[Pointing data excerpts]
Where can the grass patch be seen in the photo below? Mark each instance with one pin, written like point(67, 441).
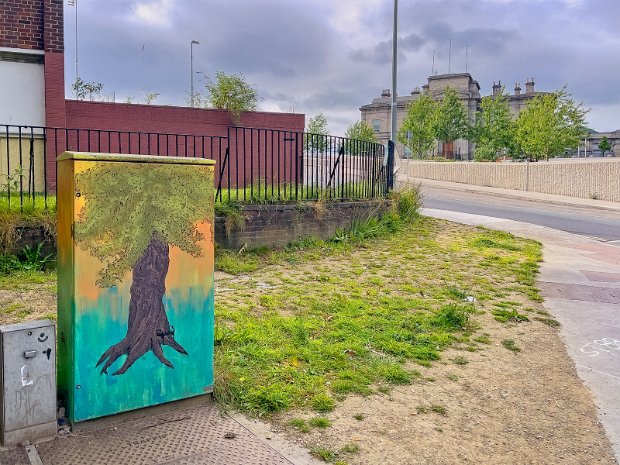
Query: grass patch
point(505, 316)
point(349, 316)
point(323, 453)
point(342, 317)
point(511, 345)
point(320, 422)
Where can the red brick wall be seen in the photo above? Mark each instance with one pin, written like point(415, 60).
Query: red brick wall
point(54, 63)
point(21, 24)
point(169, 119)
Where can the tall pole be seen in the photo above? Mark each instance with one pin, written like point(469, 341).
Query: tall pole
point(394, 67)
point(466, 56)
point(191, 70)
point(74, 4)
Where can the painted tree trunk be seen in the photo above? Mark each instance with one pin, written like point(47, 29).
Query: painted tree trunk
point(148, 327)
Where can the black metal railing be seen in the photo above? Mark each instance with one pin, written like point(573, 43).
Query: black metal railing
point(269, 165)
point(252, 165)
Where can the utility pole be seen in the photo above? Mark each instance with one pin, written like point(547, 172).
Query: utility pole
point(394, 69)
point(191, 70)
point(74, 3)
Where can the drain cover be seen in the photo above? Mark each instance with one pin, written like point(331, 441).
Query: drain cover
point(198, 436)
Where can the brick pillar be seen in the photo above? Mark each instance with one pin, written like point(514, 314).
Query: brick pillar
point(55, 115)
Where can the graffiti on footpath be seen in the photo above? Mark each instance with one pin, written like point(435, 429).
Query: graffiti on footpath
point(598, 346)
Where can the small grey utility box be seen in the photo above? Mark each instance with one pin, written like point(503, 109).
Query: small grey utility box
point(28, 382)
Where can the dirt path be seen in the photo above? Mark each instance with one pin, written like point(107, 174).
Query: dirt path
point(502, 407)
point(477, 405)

● Instruction
Rewrite the rows above, requests included, from the start of the rows through the line that contains "point(598, 346)", shifting every coordinate in the answer points by -59 while leaving the numbers in the requests and their sample points unchanged. Leave the pictures out of your answer.

● Response to this task
Where can the grass patch be seen in the photo below? Mark each instance with one pin, written like point(67, 441).
Query: grass patch
point(446, 257)
point(290, 257)
point(264, 394)
point(283, 258)
point(452, 286)
point(261, 363)
Where can the red brick wall be seen in the photo above? Mark each instance with one pin, written like point(415, 60).
Query: red brick wall
point(-5, 4)
point(-38, -35)
point(110, 60)
Where can the tall pole be seen in the photo above? Mark each instance with one pin, written like point(469, 341).
Query: tall pole
point(335, 8)
point(407, -3)
point(132, 11)
point(15, -55)
Where can the painted tree trunk be seen in the photo above? Mark each instance with one pin, written like point(47, 29).
Query: painted tree trunk
point(89, 268)
Where can the black metal railing be seen in the photo above? Mark each instance with one pin, written like point(573, 43).
Query: black metal railing
point(210, 106)
point(193, 106)
Where can the utility pole be seen in the photo above? Mark each instance with one pin, written like point(547, 172).
Query: utility pole
point(335, 10)
point(132, 11)
point(15, -56)
Where can the drain cover be seen in the photo above? Mark each instance with one pin, written like point(331, 441).
Query: drain cover
point(139, 377)
Where can the brick pillar be seen in the photo above? Mark each instance with one pin, written like point(514, 314).
Query: brick pillar
point(-4, 56)
Where can the graffiti on footpath be seen in the photo above? Mark each instance with one pin, written like point(435, 429).
Query: graffiti on footpath
point(539, 287)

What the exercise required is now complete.